> [WHAT YOU WILL DO]: Each entry in the material below should be reproduced exactly.

> [DATA FOR ANALYSIS]:
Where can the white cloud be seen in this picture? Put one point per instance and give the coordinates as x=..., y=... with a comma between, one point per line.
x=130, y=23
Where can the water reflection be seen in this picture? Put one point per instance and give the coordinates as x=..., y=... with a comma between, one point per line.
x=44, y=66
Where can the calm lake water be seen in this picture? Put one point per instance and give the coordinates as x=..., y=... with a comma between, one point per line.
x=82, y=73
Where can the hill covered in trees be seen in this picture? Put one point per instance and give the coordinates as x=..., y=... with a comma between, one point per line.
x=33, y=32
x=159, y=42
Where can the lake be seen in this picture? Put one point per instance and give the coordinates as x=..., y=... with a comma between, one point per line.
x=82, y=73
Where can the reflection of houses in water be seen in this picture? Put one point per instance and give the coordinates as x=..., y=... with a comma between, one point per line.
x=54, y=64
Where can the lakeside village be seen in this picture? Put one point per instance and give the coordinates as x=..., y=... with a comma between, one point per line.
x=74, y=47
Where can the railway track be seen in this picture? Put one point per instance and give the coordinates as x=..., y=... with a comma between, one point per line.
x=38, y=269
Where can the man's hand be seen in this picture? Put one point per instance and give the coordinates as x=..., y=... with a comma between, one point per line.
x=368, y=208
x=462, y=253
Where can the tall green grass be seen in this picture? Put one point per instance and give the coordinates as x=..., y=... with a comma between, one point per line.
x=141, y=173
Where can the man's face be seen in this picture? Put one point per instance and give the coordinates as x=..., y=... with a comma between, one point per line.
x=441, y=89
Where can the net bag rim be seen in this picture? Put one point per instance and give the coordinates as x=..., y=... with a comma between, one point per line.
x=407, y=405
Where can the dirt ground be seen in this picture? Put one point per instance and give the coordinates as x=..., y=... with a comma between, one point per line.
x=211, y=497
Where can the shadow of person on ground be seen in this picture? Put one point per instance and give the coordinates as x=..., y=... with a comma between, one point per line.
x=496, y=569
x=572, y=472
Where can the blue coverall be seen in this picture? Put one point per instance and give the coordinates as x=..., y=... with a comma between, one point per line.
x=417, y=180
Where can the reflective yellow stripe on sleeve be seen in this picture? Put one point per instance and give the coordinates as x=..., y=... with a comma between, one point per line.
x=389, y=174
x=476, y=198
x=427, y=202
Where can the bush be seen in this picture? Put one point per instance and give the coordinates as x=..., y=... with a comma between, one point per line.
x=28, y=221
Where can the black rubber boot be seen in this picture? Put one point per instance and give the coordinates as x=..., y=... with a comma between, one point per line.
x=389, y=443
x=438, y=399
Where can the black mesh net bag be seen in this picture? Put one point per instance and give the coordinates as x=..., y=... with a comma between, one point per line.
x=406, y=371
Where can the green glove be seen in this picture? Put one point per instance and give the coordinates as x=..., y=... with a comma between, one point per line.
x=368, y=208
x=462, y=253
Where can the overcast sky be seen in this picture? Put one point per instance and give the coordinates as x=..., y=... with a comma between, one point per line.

> [OUTPUT OF THE TASK]:
Where can the white cloud be seen in this picture? Put one point per instance and give the coordinates as x=..., y=... with a comma between, one point per line.
x=130, y=23
Where can the water reflection be seen in this picture? Put one point per instance and give the coordinates as x=..., y=... with a comma between, one point per line.
x=44, y=66
Where can the calm lake water be seen in this picture? Put one point per instance and give the coordinates as x=..., y=... with a comma between, one point per line.
x=82, y=73
Where can the hill covered in trees be seen in this picture? Put one point per instance and give the coordinates as x=..., y=... with a comma between, one point per line.
x=33, y=32
x=159, y=42
Where can the lake be seen in this picture? Put one point per instance and give the coordinates as x=..., y=... with a comma between, one point per line.
x=82, y=73
Where can the reflection of houses in water be seen in this picture? Put one point per instance and give the coordinates as x=..., y=... with a comma between, one point per line.
x=54, y=64
Where can the lakeside village be seen in this picture? Put one point per instance and give the coordinates as x=..., y=... with a comma between, one point per line.
x=74, y=47
Where can the railway track be seen in this picture? Put one point per instance and give the coordinates as x=..., y=... with a comma between, one point per line.
x=38, y=269
Where can the man's hand be seen in this picture? Put one point per instance and give the coordinates as x=..., y=... with a comma between, one point per line.
x=368, y=208
x=462, y=253
Where can the tall green grass be seen in this picture? Put one point per instance and give the coordinates as x=..., y=... with a comma between, one point per line.
x=141, y=173
Where can the man's face be seen in this picture? Put one point per instance and give the coordinates as x=..., y=... with a comma between, one point per line.
x=441, y=89
Where can the net bag rim be seen in this picture? Put one point per instance and give the coordinates as x=..., y=... with a comma between, one point per line.
x=407, y=405
Where can the dirt ground be seen in this picture? Put one point per instance and give the coordinates as x=..., y=... with a comma between, one point per line.
x=211, y=497
Where can the shadow of person on ground be seen in this picture? Put one point per instance and give the coordinates as x=..., y=... with a comma between, one point per line.
x=496, y=569
x=572, y=472
Where can the blue coverall be seen in this picture? Put one point per instance and give the coordinates as x=..., y=... with a comma between, one point per line.
x=417, y=180
Where can the reflective yellow stripe on sleeve be seen in this picture? Put one point per instance and give the coordinates as x=..., y=... with a comma between, one point per line.
x=389, y=174
x=476, y=198
x=427, y=202
Where can the bush be seen in this picture? Put one point per instance and give the coordinates as x=..., y=... with a comma between, one point per line.
x=28, y=221
Where can the black rubber boot be seen in this picture? Put one point per instance and give the coordinates as x=..., y=... with a comma between, one point per line.
x=389, y=443
x=438, y=399
Where can the black mesh net bag be seen in this picture? Put one point per instance and give the coordinates as x=..., y=... with a comma between, one point per line.
x=406, y=371
Where can the green glove be seen in this picture? Put one point per instance and give the coordinates as x=..., y=... with a comma between, one point per line.
x=368, y=208
x=462, y=253
Where can the overcast sky be seen in this picture? Put one point per instance and give the coordinates as x=..., y=... with a comma between, one point per line.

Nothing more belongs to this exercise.